Source records:
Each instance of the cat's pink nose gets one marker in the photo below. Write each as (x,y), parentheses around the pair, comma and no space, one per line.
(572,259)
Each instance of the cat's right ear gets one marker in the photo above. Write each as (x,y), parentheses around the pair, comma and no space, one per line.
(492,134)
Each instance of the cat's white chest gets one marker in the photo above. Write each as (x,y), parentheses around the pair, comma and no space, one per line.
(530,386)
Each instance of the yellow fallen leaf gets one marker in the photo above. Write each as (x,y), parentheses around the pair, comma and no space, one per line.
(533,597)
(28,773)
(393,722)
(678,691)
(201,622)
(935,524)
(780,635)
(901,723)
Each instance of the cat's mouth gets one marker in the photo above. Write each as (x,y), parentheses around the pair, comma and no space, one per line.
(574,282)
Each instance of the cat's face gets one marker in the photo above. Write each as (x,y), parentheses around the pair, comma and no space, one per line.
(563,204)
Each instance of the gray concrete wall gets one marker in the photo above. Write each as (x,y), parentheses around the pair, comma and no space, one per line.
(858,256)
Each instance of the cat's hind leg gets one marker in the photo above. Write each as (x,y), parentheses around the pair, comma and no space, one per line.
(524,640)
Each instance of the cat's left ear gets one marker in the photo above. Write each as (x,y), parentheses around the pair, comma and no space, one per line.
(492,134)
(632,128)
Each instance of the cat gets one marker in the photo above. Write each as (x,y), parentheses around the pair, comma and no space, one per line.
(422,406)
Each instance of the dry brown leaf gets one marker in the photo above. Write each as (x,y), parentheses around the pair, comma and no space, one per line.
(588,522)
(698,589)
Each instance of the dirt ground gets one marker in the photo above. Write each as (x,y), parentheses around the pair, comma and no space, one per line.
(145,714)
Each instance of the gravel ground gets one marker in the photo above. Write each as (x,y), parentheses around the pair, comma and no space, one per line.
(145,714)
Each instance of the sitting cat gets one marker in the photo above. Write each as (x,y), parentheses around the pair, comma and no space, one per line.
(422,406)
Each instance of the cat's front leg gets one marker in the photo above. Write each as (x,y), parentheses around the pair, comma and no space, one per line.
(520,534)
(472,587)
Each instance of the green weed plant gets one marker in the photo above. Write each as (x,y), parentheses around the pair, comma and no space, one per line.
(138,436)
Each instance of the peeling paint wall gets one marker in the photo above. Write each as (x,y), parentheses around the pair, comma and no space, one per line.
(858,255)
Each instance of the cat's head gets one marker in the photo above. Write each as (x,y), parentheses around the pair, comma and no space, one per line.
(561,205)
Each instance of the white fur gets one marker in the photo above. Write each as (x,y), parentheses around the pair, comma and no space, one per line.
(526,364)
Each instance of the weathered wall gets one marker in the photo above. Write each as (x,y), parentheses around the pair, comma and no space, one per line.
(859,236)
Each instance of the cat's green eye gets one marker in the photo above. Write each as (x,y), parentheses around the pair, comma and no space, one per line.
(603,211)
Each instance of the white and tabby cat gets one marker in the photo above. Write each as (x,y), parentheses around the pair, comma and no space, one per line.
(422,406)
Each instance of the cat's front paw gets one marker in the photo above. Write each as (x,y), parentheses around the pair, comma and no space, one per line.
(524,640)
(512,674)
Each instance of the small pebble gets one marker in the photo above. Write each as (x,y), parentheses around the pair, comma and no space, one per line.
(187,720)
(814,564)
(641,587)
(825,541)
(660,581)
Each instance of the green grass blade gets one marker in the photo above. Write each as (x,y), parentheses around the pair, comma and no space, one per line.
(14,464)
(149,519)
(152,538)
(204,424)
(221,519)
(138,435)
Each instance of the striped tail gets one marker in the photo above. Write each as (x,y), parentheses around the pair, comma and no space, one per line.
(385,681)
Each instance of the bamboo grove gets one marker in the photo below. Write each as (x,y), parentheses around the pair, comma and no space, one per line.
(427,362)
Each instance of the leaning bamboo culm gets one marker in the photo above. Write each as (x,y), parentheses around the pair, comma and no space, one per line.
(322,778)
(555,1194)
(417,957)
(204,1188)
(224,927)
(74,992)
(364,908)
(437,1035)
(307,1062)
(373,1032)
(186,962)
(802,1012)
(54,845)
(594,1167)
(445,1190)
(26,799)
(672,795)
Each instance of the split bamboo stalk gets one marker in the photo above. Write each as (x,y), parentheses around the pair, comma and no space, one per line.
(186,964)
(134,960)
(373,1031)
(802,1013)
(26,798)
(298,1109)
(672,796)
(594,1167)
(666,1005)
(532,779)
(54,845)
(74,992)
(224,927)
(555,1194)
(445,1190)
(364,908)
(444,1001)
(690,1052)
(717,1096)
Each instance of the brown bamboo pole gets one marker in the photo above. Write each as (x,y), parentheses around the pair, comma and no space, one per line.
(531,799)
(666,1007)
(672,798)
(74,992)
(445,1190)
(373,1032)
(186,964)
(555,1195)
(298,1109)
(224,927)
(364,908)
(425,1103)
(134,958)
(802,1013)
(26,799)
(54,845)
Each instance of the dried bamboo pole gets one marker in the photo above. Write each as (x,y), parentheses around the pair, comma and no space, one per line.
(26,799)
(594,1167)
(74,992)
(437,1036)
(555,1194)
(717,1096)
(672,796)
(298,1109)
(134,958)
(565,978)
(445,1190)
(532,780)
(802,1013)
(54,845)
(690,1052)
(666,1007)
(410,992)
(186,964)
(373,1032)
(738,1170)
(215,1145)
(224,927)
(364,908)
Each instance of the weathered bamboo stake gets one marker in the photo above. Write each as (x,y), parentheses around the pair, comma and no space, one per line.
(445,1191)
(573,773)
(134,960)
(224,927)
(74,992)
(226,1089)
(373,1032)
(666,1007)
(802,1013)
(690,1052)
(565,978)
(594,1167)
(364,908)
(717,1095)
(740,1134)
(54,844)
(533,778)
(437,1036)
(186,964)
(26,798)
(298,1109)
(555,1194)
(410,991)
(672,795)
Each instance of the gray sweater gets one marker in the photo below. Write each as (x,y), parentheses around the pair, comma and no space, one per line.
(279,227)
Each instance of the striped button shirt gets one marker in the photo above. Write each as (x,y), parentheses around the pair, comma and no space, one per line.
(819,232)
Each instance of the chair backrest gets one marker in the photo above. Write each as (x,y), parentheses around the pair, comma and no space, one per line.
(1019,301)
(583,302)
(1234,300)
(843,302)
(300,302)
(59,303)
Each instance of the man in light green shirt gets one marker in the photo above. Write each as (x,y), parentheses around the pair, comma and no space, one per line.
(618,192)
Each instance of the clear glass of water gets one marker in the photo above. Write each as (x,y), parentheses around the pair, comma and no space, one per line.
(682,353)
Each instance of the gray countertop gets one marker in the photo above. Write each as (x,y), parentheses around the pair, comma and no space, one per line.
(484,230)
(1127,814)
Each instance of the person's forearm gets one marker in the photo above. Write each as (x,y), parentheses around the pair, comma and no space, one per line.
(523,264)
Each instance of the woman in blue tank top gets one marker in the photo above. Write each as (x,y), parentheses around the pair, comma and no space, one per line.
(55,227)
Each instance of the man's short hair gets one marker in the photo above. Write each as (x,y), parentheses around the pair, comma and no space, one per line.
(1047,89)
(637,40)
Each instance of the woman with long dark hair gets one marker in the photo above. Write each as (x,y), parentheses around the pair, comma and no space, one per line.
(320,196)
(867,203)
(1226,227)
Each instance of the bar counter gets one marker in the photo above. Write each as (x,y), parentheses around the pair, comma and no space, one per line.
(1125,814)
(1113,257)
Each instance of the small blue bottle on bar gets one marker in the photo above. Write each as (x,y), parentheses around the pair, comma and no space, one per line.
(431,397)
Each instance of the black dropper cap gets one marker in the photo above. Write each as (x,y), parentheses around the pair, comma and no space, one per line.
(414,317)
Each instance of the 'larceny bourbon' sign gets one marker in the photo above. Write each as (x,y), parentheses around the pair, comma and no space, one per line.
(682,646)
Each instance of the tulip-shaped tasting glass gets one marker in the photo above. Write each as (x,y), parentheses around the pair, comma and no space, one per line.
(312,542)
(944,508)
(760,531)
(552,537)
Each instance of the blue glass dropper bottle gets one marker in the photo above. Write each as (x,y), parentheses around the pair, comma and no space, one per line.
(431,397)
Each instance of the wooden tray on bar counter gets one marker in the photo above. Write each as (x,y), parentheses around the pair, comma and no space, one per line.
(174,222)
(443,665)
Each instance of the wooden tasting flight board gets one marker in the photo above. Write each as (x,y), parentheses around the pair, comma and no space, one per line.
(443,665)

Exercise brief: Copy out the lines from the line containing "Each instance of the blue" to the end of the listing above, without alteration.

Final result:
Each instance of the blue glass dropper bottle gets one marker in the photo above. Write each as (x,y), parentheses around the pair, comma and no space, one per line.
(431,397)
Each instance of the wooden tray on bar counter gets one marker in the photo above. Write each as (x,y), parentheses around the pair, comma and no space, one per line.
(174,222)
(443,665)
Each instance of the wooden tasting flight board gets one marker in the photo above. Write each as (x,y), parentheses around the pair, comma and no space, one per line.
(443,665)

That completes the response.